### Exercise prompt
Pictures are not part of the copy; reproduce the remaining data exactly.

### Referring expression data
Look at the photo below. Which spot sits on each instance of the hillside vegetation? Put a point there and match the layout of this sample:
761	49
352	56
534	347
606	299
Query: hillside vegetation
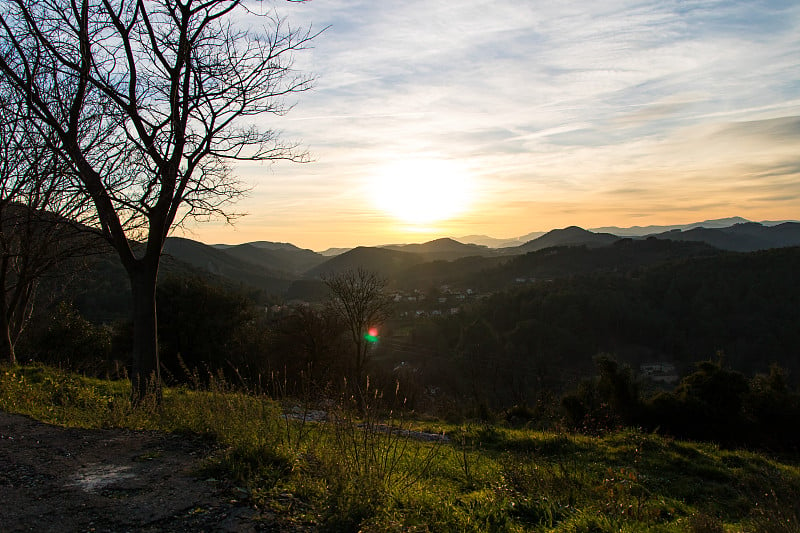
352	472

### Problem solution
Look at the photo below. Which spot sits on each instance of the hillside vegetation? Put a point there and match the layout of this sample:
761	49
352	56
534	347
606	299
Query: hillside vegetation
352	472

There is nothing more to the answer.